■ **What is being asked**
Return the material unaltered, line by line.

■ **Extracted information**
____________________

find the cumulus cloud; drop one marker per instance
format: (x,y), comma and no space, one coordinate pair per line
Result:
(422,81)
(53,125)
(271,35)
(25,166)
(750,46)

____________________

■ **Worked solution**
find the cumulus cloud; drop one marker per instance
format: (x,y), comma and no space, one coordinate pair per line
Result:
(422,81)
(53,125)
(271,35)
(25,166)
(750,46)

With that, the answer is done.